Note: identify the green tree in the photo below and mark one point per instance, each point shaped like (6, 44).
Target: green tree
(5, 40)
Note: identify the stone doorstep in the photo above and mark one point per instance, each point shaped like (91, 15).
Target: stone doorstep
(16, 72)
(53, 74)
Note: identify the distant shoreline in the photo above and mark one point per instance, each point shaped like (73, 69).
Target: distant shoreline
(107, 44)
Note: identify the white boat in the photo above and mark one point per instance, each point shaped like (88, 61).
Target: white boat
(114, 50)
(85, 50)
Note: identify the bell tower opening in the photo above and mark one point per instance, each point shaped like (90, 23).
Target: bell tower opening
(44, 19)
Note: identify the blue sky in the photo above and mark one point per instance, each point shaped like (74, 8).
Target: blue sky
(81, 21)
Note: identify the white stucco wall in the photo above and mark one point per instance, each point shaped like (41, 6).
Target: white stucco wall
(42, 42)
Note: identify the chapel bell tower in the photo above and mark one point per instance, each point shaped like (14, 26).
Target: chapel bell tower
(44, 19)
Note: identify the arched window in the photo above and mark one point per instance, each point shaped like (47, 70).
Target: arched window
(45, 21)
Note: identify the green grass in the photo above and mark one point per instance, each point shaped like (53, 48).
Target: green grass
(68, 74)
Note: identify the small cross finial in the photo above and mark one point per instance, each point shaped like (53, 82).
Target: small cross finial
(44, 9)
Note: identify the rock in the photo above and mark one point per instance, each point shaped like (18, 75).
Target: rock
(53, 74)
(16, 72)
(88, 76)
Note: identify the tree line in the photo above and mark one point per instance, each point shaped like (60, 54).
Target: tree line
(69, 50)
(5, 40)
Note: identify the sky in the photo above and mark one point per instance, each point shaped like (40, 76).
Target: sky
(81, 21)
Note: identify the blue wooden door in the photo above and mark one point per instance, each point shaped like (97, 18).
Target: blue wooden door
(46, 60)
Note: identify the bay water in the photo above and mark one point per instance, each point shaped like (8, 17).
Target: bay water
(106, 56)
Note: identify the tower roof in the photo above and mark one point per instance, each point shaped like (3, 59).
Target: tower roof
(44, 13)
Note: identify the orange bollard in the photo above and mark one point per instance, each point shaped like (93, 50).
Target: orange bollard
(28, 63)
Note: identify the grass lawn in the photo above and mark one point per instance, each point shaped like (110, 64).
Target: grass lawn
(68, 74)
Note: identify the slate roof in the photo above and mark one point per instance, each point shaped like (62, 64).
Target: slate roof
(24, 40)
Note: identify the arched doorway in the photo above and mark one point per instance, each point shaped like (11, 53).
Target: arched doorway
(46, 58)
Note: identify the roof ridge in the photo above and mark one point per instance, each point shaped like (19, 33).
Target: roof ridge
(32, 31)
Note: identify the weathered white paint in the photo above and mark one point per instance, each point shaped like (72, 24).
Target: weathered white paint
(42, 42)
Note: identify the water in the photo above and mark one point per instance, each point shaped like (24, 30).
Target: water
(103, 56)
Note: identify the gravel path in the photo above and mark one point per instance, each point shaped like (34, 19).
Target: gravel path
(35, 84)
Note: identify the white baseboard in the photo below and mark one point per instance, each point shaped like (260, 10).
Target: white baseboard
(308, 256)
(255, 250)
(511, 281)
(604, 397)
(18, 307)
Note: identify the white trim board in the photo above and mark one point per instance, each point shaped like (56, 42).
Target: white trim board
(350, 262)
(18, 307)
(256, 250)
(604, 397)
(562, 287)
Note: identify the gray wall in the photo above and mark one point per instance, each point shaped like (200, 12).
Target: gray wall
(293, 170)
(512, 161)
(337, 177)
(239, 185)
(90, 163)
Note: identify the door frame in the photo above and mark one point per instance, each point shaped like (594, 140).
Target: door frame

◆ **What you have to do**:
Reproduce every record word for word.

◆ **Answer to the exercise**:
Note: identify the green tree in the photo below and mark one point per instance, each point shaped like (6, 44).
Target: green tree
(5, 40)
Note: identify the stone doorstep in the photo above and mark one point per instance, each point shaped like (91, 15).
Target: stone doorstep
(16, 72)
(53, 74)
Note: identify the distant shoreline in the photo above and mark one point per instance, each point shaped like (73, 69).
Target: distant shoreline
(107, 44)
Note: identify the white boat in the photo above and mark one point per instance, each point shaped like (88, 61).
Target: white boat
(114, 50)
(85, 50)
Note: identify the bell tower opening in the photo above and mark one point per instance, each point shaped like (90, 23).
Target: bell tower opening
(44, 19)
Note: identify the blue sky in the photo above and mark one point per instance, each point shaped like (74, 8).
Target: blue sky
(81, 21)
Note: identify the white stucco wall in the photo above and mark one point per instance, each point shaped like (41, 6).
Target: white stucco wall
(42, 42)
Note: identify the chapel bell tower in the photo above and mark one point per instance, each point shaped like (14, 26).
Target: chapel bell tower
(44, 19)
Note: identify the arched window in the photo above and mark one point per instance, each point shaped like (47, 70).
Target: arched window
(45, 21)
Note: identify the green grass in the photo above and mark one point per instance, each point shaped like (53, 48).
Target: green grass
(68, 74)
Note: identify the small cross finial in the photo above and mark one point per instance, each point shaped like (53, 82).
Target: small cross finial
(44, 9)
Note: identify the rock in the photo above and mark one point per instance, each point shaped like (18, 75).
Target: rock
(53, 74)
(16, 72)
(88, 76)
Note: identify the tree line in the photo above and mark one point per instance, each point shaped like (60, 54).
Target: tree line
(69, 50)
(5, 40)
Note: identify the sky in the photo above and mark one point per instance, each point shaped like (40, 76).
Target: sky
(81, 21)
Note: identify the blue wooden door in the photo above and mark one point per instance, each point shaped like (97, 18).
Target: blue wooden door
(46, 60)
Note: identify the bay water in the photo above and mark one point per instance, each point shaped like (8, 17).
Target: bay water
(106, 56)
Note: identify the tower roof in the photo above and mark one point per instance, each point shaped like (3, 59).
Target: tower roof
(44, 13)
Note: identify the orange bollard in the photo above and mark one point per instance, each point shaped like (93, 50).
Target: orange bollard
(28, 63)
Note: identify the grass lawn in the photo above and mark one point per instance, each point shaped like (110, 64).
Target: grass lawn
(68, 74)
Note: identify the slate roof in the photo above and mark one point per instance, each point shaped like (62, 64).
Target: slate roof
(24, 40)
Note: identify the arched doorway in the photo above and mark one point per instance, each point shaped like (11, 53).
Target: arched doorway
(46, 58)
Note: identify the roof ridge in the photo above and mark one point per instance, each point shaped like (19, 33).
Target: roof ridge
(32, 31)
Note: identify the weathered white paint in the photo above and mark one point per instance, each point shaped like (72, 24).
Target: weathered white paint
(42, 42)
Note: identify the water in the photo above and mark one point per instance, each point shaped like (24, 30).
Target: water
(103, 56)
Note: identify the gravel path in the photo above and mark one point per instance, each point shaped like (34, 19).
Target: gravel path
(35, 84)
Note: identify the white baseboard in the photo below and mark one point per instance, each point shaped like (260, 10).
Target: white baseboard
(308, 256)
(255, 250)
(511, 281)
(604, 397)
(18, 307)
Note: identify the white trim board in the photo above and mark one point per instance, each point shaped like (56, 42).
Target: white trim board
(350, 262)
(18, 307)
(256, 250)
(604, 397)
(562, 287)
Note: identify the gray wall in the photo above and mark one point per instance, each point shaped like (200, 12).
Target: gray wall
(293, 170)
(512, 161)
(337, 177)
(239, 185)
(90, 163)
Note: identify the door frame in the photo above and mark one point per instance, each point shaped like (594, 140).
Target: door frame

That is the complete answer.